───── STORED ROWS
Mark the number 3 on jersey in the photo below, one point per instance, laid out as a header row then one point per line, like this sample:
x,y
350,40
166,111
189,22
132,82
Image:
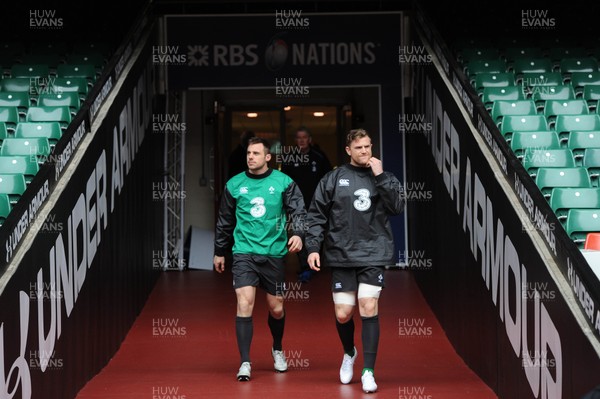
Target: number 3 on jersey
x,y
363,202
258,209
──────────
**YOUR TASK**
Rewrite all of the lines above with every "jersey" replaced by "shirt" and nothing else changed. Leave the pictures out.

**SOLUTION BELOW**
Mark the number 3 on shirt in the photo below, one point per instance, laid out as a header row then one point per line, like this sample:
x,y
350,40
166,111
189,22
132,82
Image:
Target: number 3 on shirt
x,y
363,202
258,209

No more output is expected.